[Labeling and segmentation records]
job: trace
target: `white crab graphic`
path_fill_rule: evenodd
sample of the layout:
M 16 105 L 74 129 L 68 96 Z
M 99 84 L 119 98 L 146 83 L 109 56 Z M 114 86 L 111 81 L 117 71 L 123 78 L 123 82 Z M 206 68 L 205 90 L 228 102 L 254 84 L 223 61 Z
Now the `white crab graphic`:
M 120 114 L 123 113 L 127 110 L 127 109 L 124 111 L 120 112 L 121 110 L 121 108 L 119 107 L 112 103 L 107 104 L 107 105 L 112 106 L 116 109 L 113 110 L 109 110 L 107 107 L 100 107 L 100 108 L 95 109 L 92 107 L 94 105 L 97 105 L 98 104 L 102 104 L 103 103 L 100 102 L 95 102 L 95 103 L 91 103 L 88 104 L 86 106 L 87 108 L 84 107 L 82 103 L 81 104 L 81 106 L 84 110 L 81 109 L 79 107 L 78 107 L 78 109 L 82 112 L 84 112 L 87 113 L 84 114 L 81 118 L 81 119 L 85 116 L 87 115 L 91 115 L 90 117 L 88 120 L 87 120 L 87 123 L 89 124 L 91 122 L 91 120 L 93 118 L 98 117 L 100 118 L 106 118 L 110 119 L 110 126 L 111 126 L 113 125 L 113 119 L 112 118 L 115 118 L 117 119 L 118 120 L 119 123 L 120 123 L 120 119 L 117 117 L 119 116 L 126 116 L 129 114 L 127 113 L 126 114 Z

● **WHAT IS ASKED**
Turn each line of the listing above into an entry of a numbered list, skipping any blank lines.

● **TASK OUTPUT**
1. job: trace
2. target: `white crab graphic`
3. path_fill_rule: evenodd
4. sample of the layout:
5. M 16 105 L 74 129 L 68 96 Z
6. M 99 84 L 119 98 L 146 83 L 109 56 Z M 114 86 L 111 81 L 117 71 L 123 78 L 123 82 Z M 206 68 L 205 90 L 228 102 L 254 84 L 223 61 Z
7. Now the `white crab graphic`:
8. M 120 114 L 123 113 L 127 110 L 127 109 L 124 111 L 120 112 L 121 110 L 121 108 L 119 107 L 112 103 L 107 104 L 107 105 L 112 106 L 116 109 L 113 110 L 109 110 L 107 107 L 100 107 L 100 108 L 95 109 L 92 107 L 94 105 L 97 105 L 98 104 L 102 104 L 103 103 L 100 102 L 95 102 L 95 103 L 91 103 L 88 104 L 86 106 L 87 108 L 84 107 L 82 103 L 81 104 L 81 106 L 84 110 L 81 109 L 79 107 L 78 107 L 78 109 L 82 112 L 84 112 L 87 113 L 84 114 L 81 118 L 81 119 L 85 116 L 87 115 L 91 115 L 90 117 L 88 120 L 87 120 L 87 123 L 89 124 L 91 122 L 91 120 L 93 118 L 98 117 L 100 118 L 106 118 L 110 119 L 110 126 L 111 126 L 113 125 L 113 119 L 112 118 L 115 118 L 117 119 L 118 120 L 119 123 L 120 123 L 120 119 L 117 117 L 119 116 L 126 116 L 129 114 L 127 113 L 126 114 Z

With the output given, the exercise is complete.